## GOAL OF THE EXERCISE
Rewrite the records with every occurrence of "black shorts" changed to "dark shorts" and everything else unchanged. Leave the pictures out of your version.
===
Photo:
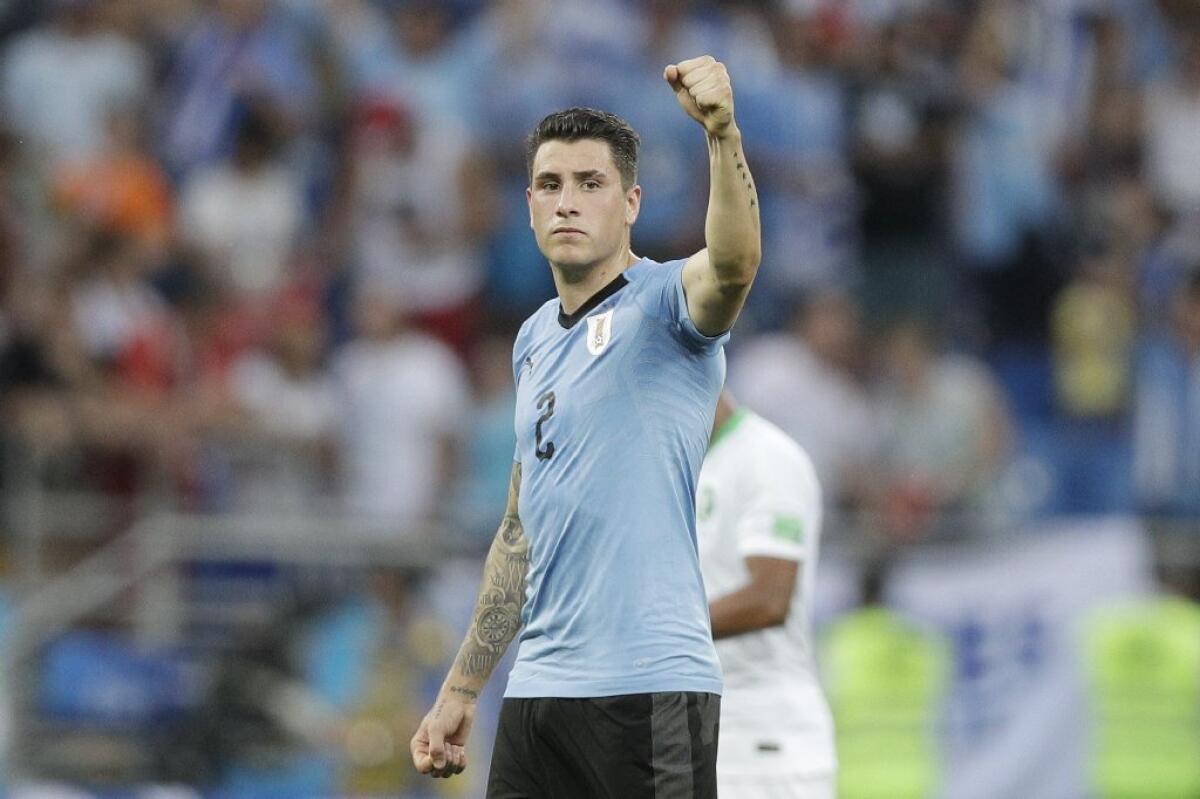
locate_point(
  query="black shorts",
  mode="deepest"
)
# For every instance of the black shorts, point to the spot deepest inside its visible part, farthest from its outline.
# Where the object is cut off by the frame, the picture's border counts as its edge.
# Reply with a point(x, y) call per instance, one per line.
point(634, 746)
===
## ANSWER
Photo:
locate_point(
  query="dark shorts",
  mode="deepest"
)
# For every instance of the dark shorts, point to the spot deepest inside its visible part, farthest from its outline.
# Where the object is cut off by the frame, the picture's border counts as its edge.
# Reply with a point(x, y) call per instance, one per line.
point(634, 746)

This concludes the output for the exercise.